PAGE EXCERPT>
○ ○ ○ ○ ○ ○ ○
Only two of the original founders appear on camera, as Welsh farmer Roger Hallam and activist Gail Bradbrook recall how they founded XR and established its core aims to force the UK government into declaring a `climate emergency', adhering to a policy of net-zero emissions by 2025 and granting the creation of a citizens' assembly to guide policy on climate and ecological justice.


Among the first to sign up were actor-activist Sam Knights and Farhana Yamin, an environmental lawyer who had attended virtually all COP conferences since 1991. Also won over by the notion of peaceful protest to spark debate and reform were campaigner Sophie Cowen and Hallam's daughter, Savannah Lovelock.


Thanks to their insider access to XR's evolution and its determination of strategy, Kenworthy and Sanchez Bellot are able to capture the conflicting temperaments and approaches of the group's leaders, as they prepare for what they hope will be a major act of civil disobedience in April 2019. Nobody is really sure how things will pan out, but the numbers at Piccadilly Circus, Oxford Circus, Marble Arch, Waterloo Bridge and Parliament Square brought traffic to a standstill and showed how hitting the economic life of the nation could attract media attention and provoke a government response.


There were arrests, as the Metropolitan Police was instructed to regain control of the streets. However, Yamin made the nightly news when she superglued herself to the pavement outside the headquarters of Shell. Even Greta Thunberg turned up on Day 8 of the protest, as the concerted action resulted in Knights and Yamin being invited to meet with Michael Gove, whose unctuous response to their demands led few to suspect that, a few days later, the Conservatives would become the first governing party in the world to accept that there was a climate emergency.


Having achieved so much in a short space of time, however, the leadership couldn't agree on what to do next. A growing number of XR Youth members, including Colombian Alejandra Piazzolla Ramirez wanted to focus on the eco justice side of the issue, as she didn't want to live in a world that continued to exploit child labour and decimate the landscape in the name of green solutions. But Hallam was determined to use drones to disrupt traffic at Heathrow Airport and the movement began to fracture around his contention, `If you are not in prison you are not in resistance.'


Moreover, so did Lovelock's relationship with her father and the co-directors focus on this human interest aspect of the struggle before switching their attention to the October Rebellion of 2019. The campaign got off to a misfiring start with the spraying of fake blood on the steps of the Treasury. Then, while occupiers took over Trafalgar Square and others camped peaceably in the park, the Met's Technical Support Group raided XR's offices.
○ ○ ○ ○ ○ ○ ○
Records from a dataset>
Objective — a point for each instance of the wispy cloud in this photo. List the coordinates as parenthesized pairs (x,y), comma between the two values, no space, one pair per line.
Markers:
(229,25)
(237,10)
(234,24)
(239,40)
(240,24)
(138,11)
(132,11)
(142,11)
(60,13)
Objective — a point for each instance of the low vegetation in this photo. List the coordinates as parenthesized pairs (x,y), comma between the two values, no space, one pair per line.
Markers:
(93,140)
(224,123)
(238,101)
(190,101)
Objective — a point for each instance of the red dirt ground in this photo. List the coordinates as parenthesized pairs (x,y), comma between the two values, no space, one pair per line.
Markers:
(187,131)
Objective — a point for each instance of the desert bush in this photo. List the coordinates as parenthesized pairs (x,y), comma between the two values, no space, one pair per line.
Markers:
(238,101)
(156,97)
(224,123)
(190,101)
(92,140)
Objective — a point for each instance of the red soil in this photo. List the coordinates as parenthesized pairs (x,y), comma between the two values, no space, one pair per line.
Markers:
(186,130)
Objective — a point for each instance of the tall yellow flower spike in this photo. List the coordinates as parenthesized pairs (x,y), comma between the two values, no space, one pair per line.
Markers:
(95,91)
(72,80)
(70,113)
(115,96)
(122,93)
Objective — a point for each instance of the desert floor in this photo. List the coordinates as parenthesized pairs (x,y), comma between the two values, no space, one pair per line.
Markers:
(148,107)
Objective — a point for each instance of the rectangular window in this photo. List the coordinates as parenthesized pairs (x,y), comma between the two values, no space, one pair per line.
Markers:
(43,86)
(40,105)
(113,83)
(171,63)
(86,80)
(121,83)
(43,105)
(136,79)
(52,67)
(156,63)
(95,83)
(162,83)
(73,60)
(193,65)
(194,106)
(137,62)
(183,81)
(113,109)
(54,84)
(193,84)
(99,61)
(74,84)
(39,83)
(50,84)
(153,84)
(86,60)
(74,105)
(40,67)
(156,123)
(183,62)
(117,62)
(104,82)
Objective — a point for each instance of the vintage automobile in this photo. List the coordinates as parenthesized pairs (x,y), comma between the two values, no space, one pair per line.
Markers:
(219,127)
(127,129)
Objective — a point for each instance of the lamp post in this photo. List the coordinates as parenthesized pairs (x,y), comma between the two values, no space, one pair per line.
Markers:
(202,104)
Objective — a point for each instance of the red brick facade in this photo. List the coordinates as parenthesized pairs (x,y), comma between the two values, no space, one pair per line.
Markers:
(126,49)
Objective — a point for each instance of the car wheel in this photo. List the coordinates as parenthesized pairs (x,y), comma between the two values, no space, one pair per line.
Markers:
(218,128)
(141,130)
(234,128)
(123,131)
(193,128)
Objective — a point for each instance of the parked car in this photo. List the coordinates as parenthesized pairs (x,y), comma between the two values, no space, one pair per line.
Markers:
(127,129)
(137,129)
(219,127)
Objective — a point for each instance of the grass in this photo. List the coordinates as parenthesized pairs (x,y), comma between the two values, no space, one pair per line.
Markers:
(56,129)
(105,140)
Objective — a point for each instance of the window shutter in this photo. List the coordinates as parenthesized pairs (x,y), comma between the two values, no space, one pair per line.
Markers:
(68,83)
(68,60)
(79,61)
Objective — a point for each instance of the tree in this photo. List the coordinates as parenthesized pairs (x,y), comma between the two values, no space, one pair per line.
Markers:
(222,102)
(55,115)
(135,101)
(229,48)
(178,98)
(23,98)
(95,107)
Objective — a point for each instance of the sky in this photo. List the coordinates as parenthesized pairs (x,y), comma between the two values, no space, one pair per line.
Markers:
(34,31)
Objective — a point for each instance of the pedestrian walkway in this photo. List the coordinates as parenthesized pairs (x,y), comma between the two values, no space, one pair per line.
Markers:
○ ○ ○ ○ ○ ○ ○
SET OF TASKS>
1) Condense the paragraph of the Extinction Rebellion passage that begins "There were arrests" into a brief bulleted list of its main facts.
2) Write the next part of the Extinction Rebellion passage, picking up after its final sentence.

ANSWERS GIVEN>
1)
- The Metropolitan Police made arrests after being instructed to regain control of the streets.
- Yamin made the nightly news by supergluing herself to the pavement outside Shell's headquarters.
- Greta Thunberg joined the protest on Day 8.
- Knights and Yamin were invited to meet Michael Gove, whose response to their demands was unctuous.
- A few days later, the Conservatives became the first governing party in the world to accept that there was a climate emergency.

2)
The tactic of disrupting the Tube and rail networks also backfired, as people were prevented from getting to work and one text suggested that the bourgeoisie were telling the working-class what to do. Eventually, the campers were dispersed and Home Secretary Priti Patel introduced the Police, Crime, Sentencing and Courts Bill in an attempt to limit the right of assembly. Moreover, the leadership voted Hallam off the committee and he is seen reuniting with Lovelock after his arrest at Heathrow. We hear what the principals feel XR has achieved (and is has quite a legacy), as the documentary concludes without really reaching a conclusive verdict or revealing how the group operated during the Covid pandemic.


Interweaving talking-head interviews with footage amassed during Kenworthy and Sanchez Bellot's time with Extinction Rebellion, this is a lively account of how good intentions can be deflected by clashing personalities and ethoses. It would be interesting to know, however, why co-founders like Simon Bramwell opted not to appear on the film and why the co-directors decided to consider XR's rebellion in isolation, when the Black Lives Matter campaign was very much part of the reason why the Tories moved to clamp down on mass protest.


But the film does remind us that the clock is ticking and that real change won't happen until the fossil fuel industry is prevented from using its obscene wealth to lobby decision makers. What really matters, therefore, is what Extinction Rebellion and others like it do next, if we are to avoid a global catastrophe.